§ **Material provided**
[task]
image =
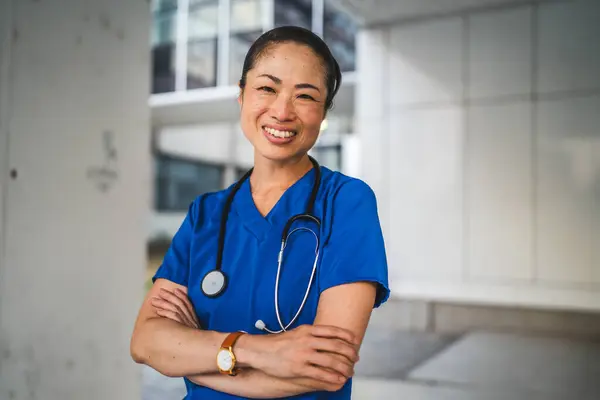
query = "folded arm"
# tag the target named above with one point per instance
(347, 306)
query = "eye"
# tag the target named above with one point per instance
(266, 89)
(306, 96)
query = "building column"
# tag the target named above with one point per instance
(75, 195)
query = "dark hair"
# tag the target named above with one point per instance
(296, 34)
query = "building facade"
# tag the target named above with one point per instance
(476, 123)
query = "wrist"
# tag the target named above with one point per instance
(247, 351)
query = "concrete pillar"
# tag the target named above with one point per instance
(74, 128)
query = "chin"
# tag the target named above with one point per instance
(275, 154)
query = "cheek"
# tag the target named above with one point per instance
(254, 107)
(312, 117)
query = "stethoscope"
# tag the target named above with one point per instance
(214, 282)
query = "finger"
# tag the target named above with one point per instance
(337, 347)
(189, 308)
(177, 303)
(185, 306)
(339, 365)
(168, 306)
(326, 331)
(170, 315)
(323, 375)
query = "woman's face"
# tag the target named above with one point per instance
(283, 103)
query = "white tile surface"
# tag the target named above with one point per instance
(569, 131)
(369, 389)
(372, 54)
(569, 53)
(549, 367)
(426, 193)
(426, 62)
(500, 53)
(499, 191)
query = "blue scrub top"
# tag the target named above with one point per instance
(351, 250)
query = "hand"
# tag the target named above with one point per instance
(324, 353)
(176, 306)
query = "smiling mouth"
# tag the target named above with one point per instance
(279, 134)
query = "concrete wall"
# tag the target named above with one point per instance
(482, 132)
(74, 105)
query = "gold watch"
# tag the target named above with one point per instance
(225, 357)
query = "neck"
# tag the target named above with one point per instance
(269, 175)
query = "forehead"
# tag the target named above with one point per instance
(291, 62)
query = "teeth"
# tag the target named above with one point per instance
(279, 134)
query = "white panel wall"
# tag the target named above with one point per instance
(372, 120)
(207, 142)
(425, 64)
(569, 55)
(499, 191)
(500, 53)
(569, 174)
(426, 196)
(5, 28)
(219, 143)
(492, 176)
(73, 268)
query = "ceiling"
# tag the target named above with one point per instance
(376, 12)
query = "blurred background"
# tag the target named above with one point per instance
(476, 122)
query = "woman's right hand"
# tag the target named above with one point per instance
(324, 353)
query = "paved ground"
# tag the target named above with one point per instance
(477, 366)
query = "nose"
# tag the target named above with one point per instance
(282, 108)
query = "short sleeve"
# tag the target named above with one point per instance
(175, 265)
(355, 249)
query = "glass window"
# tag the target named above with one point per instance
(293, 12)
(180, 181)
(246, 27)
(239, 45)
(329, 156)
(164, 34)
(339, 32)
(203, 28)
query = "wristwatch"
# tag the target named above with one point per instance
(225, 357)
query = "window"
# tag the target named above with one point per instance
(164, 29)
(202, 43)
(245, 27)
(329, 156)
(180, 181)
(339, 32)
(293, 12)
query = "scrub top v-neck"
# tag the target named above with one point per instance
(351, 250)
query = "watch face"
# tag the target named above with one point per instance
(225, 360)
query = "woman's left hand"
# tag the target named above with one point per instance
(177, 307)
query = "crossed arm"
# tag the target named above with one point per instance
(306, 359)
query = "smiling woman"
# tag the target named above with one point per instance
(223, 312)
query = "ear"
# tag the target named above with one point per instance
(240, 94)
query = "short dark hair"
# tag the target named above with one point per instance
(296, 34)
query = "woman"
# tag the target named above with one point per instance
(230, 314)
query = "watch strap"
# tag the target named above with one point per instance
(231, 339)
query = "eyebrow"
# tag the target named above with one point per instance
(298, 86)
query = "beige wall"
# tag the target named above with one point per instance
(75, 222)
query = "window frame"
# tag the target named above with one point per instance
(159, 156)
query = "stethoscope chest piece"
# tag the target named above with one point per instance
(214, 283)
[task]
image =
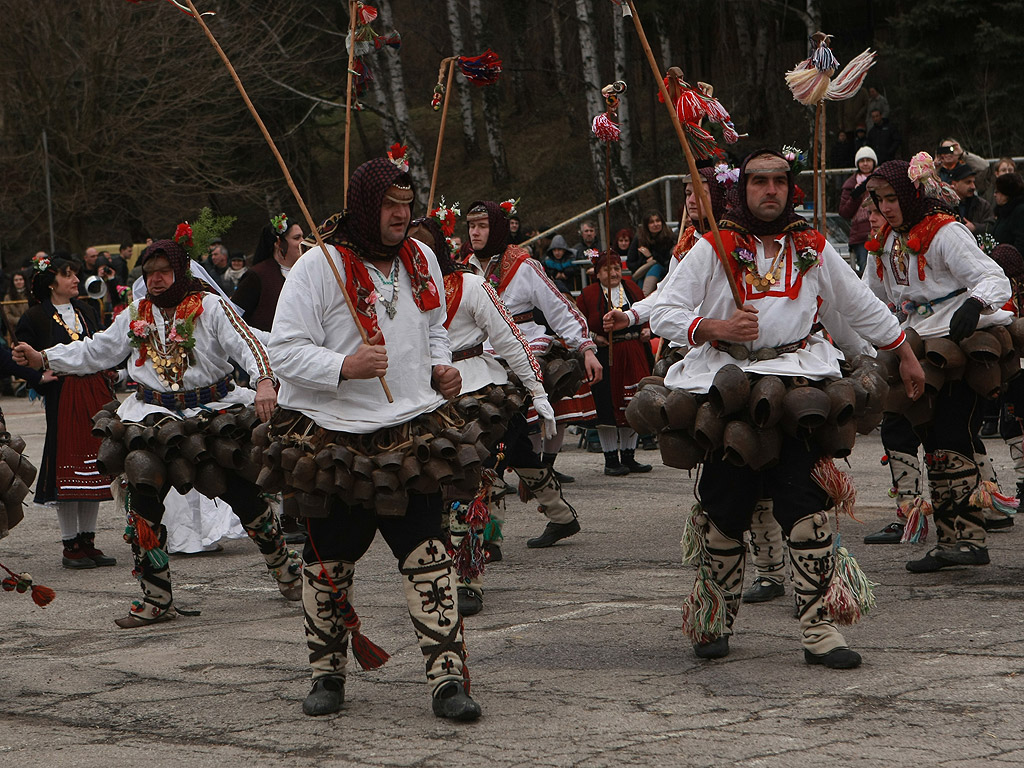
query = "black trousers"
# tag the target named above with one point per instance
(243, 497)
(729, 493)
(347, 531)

§ **Exercise details**
All the lines above are to be reproduced exactly, except the pictures.

§ **Full response**
[task]
image =
query = "folded arm"
# tag the target named above with one point per instance
(347, 306)
query = "eye"
# tag the target named above with one point per instance
(266, 89)
(306, 96)
query = "building column"
# tag the target named above with one point per instance
(75, 195)
query = "dark hair"
# tag the target named above with one point per instance
(296, 34)
query = "building facade"
# tag the target named above with one point per instance
(476, 123)
query = "wrist"
# tag the target named above with one point per instance
(247, 351)
query = "concrete pillar"
# tag the target named above with one point per instance
(74, 128)
query = "chin"
# tag the target named above with one point per instance
(275, 154)
query = "cheek"
# tag the target named above with one point per instance
(254, 107)
(312, 117)
query = "stethoscope"
# tag the target named above with one point per instance
(214, 282)
query = "finger"
# tag the target named above with one point per instance
(337, 347)
(189, 308)
(177, 303)
(185, 306)
(339, 365)
(168, 306)
(326, 331)
(170, 315)
(323, 375)
query = "woman's face"
# tag the target named above with one point per instance
(283, 103)
query = "white tile surface"
# tag the target named above with one point per instance
(569, 131)
(369, 389)
(372, 54)
(569, 53)
(549, 367)
(426, 193)
(426, 62)
(500, 53)
(499, 191)
query = "blue scrub top"
# tag the target named above with one point per instance
(351, 250)
query = "hand"
# tag the target named above with one point per instance
(324, 353)
(176, 306)
query = "smiling mouth"
# tag the target named above with one point per instance
(279, 134)
query = "concrete wall"
# tag the target named above with one point per instance
(482, 132)
(74, 105)
query = "gold watch"
# tag the target named above with one point per instance
(225, 357)
query = "neck"
# tag the target named above with one point per instance
(269, 175)
query = "forehead"
# tag the target named above with one point per instance
(291, 62)
query = "teeth"
# tag the target named above with one point per instance
(279, 134)
query = "white panel wall"
# tag the target named above with one point per instance
(372, 120)
(207, 142)
(425, 64)
(569, 55)
(499, 191)
(500, 53)
(569, 174)
(426, 196)
(5, 28)
(219, 143)
(492, 176)
(73, 268)
query = "ceiling"
# tag the target named above with one point per instance
(376, 12)
query = "blurred background"
# tag the target named above with one point per instance
(476, 122)
query = "woman's right hand"
# tag the target named above with one point per instance
(324, 353)
query = "paved ground"
# tag the target named above with one point per instance
(477, 366)
query = "nose"
# tag the target named above with one point per instance
(282, 108)
query = "short sleeve"
# tag the target named above with one point per instance
(175, 265)
(355, 249)
query = "glass window"
# tag the target named above with one point per instance
(293, 12)
(180, 181)
(246, 27)
(239, 45)
(329, 156)
(164, 34)
(339, 32)
(203, 28)
query = "wristwatch"
# tag the target named above with one point per instance
(225, 357)
query = "window"
# tag the target named above with one point per instance
(164, 29)
(202, 43)
(245, 27)
(329, 156)
(180, 181)
(339, 32)
(293, 12)
query = "scrub top v-neck"
# tag the target named above with one point per instance
(351, 250)
query = "watch face"
# tag the target named above with one point per instance
(225, 360)
query = "woman's left hand"
# tag the target named above with one point per instance
(177, 307)
query = "crossed arm"
# tag the target named above with one point per instance
(306, 359)
query = "smiling woman"
# tag the target named above with one point per instance
(223, 312)
query = "ear"
# tag the target named above with one point per instance
(240, 94)
query = "short dark hair"
# tag the target named above with one point per instance
(296, 34)
query = "woman"
# tag the target named above with one point per instance
(230, 314)
query = "watch strap"
# tag the target named above with one point per instance
(231, 339)
query = "eyebrow"
# tag the target named above with one point per instance
(298, 86)
query = "beige wall"
# tag the target named above with one point per instance
(75, 222)
query = "window frame"
# tag the target named above with one point per instance
(159, 156)
query = "stethoscope chest piece"
# tag the target named above with one point per instance
(214, 283)
[task]
image =
query = "black trousers"
# tag the target named above with one point per instance
(243, 497)
(729, 493)
(347, 531)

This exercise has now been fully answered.